__Selection__

Al Gore a lightning rod at Apple shareholder meeting

The presence of the climate change clarion and former vice president on Apple's board sets the tone for debate over the company's environmental strategy.

Erica Ogg Former Staff writer, CNET News
Erica Ogg is a CNET News reporter who covers Apple, HP, Dell, and other PC makers, as well as the consumer electronics industry. She's also one of the hosts of CNET News' Daily Podcast. In her non-work life, she's a history geek, a loyal Dodgers fan, and a mac-and-cheese connoisseur.
Erica Ogg
4 min read

CUPERTINO, Calif.--The presence of one of the world's pre-eminent environmentalists at Apple's shareholder meeting Thursday was the subject of much of the morning's pointed discussion.

As expected, Apple's attitude on environmental and sustainability issues was one of the main concerns of the stockholders present Thursday, followed closely by the company's immense pile of cash. But early harsh comments about former Vice President Al Gore's record set the tone.

Al Gore
Al Gore speaks about the smart grid last November at a VentureBeat green-tech conference. Josh Lowensohn/CNET

Gore was seated in the first row, along with his six fellow board members, in Apple's Town Hall auditorium as several stockholders took turns either bashing or praising his high-profile views on climate change.

At the first opportunity for audience participation just several minutes into the proceeding, a longtime and well-known Apple shareholder--some would say gadfly--who introduced himself as Shelton Ehrlich, stood at the microphone and urged against Gore's re-election to the board. Gore "has become a laughingstock. The glaciers have not melted," Ehrlich said, referring to Gore's views on global warming. "If his advice he gives to Apple is as faulty as his views on the environment then he doesn't need to be re-elected."

__Stated goal 1__
In the article about Apple's shareholder meeting, where was Al Gore seated?
The listing that follows has no connection to the article.

__Stored data__
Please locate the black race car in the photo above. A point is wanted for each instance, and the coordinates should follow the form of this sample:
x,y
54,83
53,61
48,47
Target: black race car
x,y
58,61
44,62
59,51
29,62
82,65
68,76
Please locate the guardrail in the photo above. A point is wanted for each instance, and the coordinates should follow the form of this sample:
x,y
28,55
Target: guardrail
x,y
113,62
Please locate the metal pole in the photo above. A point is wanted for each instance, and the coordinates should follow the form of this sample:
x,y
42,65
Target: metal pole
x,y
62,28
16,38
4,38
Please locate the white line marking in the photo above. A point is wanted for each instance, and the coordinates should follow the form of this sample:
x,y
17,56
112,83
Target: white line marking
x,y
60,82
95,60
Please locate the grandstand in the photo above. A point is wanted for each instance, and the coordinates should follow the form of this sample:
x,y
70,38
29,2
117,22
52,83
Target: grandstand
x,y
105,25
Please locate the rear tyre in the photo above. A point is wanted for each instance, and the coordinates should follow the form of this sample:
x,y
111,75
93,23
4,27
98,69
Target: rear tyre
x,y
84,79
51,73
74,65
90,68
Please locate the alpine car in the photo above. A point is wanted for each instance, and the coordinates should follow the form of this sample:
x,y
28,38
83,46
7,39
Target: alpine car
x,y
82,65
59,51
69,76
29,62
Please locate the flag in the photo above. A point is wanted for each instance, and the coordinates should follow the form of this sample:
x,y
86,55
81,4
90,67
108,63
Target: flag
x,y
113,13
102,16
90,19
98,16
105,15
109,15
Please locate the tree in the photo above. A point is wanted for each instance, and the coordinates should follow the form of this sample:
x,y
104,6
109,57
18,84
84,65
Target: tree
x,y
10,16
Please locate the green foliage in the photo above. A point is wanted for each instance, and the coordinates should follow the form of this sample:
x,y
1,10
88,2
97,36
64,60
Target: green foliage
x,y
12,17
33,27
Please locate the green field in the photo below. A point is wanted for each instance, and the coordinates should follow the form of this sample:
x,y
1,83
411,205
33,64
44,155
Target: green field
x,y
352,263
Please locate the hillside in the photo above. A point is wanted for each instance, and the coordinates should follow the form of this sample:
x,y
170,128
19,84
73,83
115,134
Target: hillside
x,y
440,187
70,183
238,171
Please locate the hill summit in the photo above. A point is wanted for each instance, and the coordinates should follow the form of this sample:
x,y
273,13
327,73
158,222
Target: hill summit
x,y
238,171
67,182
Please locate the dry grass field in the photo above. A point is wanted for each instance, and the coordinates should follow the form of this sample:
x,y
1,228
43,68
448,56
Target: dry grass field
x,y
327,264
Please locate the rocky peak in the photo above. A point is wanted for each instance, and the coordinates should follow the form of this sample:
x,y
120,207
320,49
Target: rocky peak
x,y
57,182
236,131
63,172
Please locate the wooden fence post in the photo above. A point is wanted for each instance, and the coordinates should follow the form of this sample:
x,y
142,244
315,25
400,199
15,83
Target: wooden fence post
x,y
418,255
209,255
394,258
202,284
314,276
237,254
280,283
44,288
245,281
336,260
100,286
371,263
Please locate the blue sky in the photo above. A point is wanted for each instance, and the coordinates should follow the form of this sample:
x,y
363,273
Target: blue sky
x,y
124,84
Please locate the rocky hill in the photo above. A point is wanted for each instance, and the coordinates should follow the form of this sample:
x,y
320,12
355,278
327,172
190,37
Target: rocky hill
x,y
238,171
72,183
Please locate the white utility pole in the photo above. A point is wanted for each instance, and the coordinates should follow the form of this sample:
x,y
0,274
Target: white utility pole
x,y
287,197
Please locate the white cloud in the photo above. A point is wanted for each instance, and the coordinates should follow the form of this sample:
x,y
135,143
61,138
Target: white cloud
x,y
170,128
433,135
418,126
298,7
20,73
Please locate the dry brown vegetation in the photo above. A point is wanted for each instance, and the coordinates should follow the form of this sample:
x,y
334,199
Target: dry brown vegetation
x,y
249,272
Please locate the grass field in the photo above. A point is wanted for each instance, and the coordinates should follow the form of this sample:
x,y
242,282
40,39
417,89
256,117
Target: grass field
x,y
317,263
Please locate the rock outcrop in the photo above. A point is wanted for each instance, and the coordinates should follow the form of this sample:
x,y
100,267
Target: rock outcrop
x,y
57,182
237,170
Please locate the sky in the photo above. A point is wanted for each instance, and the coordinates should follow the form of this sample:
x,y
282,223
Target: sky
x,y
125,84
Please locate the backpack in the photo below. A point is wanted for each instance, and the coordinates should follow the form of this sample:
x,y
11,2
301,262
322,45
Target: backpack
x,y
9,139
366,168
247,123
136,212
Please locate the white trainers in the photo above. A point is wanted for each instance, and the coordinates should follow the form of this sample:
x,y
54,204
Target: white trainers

__Stated goal 2__
Collect every line of the listing that contains the string "below", matching case exactly.

__Full answer 1__
He sat in the first row of Apple's Town Hall auditorium with his six fellow board members.

__Full answer 2__
Please locate the green field in the photo below. A point is wanted for each instance, and the coordinates should follow the form of this sample:
Please locate the backpack in the photo below. A point is wanted for each instance, and the coordinates should follow the form of this sample:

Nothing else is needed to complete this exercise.